__PROBLEM TO WORK ON__
Look through the records and copy each line that has "water" in it.

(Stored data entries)
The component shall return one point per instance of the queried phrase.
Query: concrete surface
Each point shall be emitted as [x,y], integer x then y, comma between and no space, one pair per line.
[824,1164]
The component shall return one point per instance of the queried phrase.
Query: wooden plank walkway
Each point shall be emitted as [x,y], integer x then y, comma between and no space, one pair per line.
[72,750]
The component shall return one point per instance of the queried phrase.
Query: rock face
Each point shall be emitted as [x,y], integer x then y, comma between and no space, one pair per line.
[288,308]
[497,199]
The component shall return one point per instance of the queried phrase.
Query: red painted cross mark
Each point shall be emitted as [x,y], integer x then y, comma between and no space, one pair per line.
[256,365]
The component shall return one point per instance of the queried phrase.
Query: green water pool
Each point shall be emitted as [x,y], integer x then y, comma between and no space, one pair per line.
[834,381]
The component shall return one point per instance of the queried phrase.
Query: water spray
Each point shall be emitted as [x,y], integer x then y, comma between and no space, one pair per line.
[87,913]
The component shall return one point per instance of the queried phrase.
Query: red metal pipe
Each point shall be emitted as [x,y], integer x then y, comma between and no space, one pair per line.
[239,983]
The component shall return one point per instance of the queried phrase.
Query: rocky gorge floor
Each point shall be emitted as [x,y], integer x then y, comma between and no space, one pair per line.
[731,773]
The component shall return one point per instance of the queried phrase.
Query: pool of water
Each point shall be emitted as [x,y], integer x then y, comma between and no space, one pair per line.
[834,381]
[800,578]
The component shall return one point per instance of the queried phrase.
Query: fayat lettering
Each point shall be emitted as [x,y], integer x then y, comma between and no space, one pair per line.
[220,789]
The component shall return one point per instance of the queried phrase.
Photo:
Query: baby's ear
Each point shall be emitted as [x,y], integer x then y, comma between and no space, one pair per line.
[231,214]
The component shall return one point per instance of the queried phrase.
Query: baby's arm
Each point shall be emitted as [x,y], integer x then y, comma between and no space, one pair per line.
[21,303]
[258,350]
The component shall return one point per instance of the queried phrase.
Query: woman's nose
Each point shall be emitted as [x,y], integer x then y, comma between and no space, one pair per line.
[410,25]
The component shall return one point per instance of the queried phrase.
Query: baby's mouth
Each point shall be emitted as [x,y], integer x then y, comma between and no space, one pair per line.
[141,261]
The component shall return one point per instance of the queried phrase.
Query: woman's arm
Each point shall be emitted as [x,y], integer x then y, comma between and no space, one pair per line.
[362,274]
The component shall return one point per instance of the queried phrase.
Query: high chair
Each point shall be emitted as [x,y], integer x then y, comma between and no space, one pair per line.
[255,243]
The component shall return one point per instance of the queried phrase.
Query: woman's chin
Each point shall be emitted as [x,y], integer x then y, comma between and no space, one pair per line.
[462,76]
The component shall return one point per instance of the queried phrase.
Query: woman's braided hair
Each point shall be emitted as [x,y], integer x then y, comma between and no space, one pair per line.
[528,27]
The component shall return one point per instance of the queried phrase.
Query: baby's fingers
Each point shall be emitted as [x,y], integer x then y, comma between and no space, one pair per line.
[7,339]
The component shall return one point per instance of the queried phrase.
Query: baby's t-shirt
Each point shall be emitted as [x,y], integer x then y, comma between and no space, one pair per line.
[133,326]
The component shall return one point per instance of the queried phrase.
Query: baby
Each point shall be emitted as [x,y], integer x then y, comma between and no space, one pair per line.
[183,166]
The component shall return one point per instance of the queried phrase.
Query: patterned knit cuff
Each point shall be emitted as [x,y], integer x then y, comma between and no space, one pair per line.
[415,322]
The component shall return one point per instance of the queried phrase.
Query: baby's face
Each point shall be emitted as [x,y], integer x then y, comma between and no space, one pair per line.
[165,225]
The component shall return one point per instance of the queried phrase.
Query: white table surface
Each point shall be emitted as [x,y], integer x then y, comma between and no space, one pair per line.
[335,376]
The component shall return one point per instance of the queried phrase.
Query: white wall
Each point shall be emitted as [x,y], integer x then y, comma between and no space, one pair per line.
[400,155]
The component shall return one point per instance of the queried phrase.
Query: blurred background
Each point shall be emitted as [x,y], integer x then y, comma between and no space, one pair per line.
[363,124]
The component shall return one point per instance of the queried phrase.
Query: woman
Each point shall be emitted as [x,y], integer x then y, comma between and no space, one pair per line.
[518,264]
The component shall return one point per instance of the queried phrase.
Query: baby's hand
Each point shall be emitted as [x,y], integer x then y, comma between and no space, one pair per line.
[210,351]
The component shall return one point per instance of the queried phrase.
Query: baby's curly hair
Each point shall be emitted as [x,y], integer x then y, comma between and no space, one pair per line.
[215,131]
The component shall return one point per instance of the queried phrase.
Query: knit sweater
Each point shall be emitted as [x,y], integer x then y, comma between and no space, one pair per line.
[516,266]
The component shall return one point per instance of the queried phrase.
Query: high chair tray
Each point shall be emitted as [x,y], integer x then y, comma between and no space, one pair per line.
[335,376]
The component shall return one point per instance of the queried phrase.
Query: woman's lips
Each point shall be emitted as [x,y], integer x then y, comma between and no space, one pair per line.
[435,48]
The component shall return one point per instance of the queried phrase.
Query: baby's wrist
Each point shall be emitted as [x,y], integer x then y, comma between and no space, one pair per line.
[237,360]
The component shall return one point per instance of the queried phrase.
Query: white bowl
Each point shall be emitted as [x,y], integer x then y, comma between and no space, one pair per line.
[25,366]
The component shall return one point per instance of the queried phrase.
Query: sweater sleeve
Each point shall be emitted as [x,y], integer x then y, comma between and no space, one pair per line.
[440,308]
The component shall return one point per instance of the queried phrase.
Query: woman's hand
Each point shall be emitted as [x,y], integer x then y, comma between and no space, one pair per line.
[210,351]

__TASK RESULT__
Query: green water pool
Query: water spray
Query: pool of water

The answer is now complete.